▶ [What is required]: Count the lines in the records below that contain the word "white", and reply with that number alone.

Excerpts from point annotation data
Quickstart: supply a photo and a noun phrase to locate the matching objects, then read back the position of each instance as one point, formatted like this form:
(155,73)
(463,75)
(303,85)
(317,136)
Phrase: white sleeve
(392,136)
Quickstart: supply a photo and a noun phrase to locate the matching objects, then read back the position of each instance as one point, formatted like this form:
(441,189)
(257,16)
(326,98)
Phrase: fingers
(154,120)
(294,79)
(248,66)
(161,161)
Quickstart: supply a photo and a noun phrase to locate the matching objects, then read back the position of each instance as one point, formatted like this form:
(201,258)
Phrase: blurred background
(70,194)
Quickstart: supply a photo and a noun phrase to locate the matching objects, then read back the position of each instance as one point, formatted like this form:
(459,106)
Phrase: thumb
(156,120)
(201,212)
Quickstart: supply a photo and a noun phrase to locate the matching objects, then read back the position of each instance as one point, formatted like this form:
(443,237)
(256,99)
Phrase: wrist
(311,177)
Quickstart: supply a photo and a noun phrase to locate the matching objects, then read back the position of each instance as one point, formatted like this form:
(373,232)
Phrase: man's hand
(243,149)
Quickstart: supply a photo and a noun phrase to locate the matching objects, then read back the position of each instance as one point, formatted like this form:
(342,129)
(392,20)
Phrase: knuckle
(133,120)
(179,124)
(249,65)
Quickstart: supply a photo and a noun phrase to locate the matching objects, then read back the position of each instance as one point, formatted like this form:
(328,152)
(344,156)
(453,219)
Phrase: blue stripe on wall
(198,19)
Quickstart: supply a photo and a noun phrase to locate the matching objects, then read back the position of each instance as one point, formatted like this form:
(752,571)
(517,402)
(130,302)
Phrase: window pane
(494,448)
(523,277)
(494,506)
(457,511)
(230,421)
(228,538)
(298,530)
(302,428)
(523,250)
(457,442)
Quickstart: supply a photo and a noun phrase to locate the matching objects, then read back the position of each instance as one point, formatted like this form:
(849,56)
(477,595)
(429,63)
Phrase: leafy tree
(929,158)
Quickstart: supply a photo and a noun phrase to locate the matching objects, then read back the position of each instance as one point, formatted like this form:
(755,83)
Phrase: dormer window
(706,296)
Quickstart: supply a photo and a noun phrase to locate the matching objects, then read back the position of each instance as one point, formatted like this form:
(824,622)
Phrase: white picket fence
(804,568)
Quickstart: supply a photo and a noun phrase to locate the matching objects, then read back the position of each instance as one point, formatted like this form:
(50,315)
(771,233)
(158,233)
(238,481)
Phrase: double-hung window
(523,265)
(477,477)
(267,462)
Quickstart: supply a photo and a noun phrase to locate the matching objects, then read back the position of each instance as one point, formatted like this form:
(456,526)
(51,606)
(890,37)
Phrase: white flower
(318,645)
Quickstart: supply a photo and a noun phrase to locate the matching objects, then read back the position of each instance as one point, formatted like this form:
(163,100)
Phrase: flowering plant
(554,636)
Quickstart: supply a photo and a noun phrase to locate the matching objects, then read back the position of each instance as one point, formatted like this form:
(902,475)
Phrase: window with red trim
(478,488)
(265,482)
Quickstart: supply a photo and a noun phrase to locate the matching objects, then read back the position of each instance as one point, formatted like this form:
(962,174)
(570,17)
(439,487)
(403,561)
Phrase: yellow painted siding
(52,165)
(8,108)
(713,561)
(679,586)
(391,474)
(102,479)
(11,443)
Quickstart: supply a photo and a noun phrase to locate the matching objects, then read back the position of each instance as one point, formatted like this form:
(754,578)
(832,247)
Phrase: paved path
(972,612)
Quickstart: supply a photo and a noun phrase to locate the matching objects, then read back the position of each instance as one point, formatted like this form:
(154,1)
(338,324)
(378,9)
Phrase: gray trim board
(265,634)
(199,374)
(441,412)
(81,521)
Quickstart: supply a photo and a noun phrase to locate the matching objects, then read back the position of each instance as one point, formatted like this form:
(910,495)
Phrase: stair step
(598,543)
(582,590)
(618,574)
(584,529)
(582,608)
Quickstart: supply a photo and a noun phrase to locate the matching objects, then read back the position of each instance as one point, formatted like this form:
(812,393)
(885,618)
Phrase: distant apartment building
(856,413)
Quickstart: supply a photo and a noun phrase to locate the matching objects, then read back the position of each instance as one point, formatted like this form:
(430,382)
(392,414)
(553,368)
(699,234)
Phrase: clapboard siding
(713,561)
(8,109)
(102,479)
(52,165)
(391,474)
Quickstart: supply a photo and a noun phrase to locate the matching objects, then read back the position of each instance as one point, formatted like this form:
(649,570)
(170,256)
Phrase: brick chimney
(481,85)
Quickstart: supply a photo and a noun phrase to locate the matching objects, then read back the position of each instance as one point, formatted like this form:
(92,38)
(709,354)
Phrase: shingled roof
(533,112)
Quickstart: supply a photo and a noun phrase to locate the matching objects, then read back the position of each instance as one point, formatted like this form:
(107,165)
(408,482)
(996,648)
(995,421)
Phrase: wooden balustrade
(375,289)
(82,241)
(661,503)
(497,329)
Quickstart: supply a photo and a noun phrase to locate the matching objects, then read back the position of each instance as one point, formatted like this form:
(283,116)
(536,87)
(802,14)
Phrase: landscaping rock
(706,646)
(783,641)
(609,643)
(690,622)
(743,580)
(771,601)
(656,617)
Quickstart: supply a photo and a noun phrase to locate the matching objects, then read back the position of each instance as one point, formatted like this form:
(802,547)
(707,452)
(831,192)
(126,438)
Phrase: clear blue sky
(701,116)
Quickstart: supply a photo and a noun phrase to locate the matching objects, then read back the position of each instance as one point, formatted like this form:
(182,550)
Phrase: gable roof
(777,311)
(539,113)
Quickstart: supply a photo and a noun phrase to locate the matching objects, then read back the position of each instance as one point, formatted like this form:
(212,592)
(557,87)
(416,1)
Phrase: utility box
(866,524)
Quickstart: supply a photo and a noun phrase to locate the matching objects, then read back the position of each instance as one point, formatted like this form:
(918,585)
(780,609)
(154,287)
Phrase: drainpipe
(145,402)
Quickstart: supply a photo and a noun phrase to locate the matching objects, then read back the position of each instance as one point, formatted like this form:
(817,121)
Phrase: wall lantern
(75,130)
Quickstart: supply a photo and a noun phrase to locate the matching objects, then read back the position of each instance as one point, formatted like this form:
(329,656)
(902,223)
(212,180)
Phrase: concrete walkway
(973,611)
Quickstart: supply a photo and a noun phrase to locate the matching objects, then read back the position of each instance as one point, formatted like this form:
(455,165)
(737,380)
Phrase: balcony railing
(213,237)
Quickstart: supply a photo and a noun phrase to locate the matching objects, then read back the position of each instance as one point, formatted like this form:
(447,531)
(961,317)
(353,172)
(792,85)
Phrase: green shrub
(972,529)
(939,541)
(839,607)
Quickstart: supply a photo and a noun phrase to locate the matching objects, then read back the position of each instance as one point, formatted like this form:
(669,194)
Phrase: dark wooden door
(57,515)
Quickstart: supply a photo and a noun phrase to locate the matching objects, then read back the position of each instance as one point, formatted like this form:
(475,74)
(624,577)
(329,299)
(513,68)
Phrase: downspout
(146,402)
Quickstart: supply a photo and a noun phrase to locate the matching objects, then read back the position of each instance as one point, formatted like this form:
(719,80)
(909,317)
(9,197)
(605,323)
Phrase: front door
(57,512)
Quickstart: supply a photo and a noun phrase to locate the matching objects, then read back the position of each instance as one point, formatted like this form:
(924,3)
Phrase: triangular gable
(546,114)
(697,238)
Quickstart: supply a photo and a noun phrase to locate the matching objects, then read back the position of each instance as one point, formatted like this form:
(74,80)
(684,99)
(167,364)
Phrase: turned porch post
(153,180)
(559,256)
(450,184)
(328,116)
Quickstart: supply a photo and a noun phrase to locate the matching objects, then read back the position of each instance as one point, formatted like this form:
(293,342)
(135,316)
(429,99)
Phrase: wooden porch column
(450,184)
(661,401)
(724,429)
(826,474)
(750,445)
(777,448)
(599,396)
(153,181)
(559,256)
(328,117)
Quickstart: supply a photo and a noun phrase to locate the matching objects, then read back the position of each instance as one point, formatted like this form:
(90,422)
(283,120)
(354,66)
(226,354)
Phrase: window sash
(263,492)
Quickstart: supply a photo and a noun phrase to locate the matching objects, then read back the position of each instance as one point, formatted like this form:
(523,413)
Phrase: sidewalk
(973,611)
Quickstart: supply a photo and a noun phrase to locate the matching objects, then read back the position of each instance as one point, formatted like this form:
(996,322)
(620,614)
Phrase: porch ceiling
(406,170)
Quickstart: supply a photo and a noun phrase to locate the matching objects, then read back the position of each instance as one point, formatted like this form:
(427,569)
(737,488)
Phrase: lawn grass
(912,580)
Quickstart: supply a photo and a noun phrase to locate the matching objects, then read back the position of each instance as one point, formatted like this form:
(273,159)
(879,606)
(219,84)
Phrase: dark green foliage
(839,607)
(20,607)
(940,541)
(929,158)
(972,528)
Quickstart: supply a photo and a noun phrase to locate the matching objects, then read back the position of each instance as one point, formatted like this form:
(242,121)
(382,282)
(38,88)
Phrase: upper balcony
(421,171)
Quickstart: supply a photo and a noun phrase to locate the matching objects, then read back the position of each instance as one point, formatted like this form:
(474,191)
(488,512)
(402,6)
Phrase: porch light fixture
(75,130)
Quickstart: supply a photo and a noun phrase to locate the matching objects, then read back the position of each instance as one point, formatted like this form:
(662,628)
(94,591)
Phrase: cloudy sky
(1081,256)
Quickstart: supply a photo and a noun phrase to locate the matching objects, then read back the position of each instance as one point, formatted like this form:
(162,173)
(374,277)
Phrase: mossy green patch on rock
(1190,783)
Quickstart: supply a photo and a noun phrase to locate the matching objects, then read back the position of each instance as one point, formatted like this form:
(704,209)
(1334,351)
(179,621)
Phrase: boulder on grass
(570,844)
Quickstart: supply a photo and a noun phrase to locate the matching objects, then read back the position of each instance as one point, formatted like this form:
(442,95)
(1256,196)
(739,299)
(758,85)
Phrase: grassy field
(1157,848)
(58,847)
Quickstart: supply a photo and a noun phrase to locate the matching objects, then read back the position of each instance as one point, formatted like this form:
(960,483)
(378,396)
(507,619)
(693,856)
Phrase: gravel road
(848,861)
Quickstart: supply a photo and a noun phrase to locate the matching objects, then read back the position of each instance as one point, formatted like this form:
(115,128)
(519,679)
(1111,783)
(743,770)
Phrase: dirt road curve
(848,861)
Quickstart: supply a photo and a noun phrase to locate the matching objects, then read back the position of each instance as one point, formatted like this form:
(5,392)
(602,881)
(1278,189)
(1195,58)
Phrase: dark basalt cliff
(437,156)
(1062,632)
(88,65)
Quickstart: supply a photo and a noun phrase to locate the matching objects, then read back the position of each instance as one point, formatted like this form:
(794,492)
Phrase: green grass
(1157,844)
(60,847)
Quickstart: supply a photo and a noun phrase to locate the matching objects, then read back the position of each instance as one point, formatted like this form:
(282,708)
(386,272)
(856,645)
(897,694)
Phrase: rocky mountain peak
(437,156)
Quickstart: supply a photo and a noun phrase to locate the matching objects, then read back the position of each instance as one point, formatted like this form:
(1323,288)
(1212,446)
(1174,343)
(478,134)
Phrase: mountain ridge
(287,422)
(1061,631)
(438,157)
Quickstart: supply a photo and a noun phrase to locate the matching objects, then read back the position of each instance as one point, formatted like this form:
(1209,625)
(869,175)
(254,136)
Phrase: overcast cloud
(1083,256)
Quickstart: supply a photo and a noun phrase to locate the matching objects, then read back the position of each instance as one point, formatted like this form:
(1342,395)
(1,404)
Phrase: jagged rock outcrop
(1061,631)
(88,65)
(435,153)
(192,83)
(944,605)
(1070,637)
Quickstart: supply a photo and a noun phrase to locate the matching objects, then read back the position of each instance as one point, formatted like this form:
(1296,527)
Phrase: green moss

▶ [Written response]: 3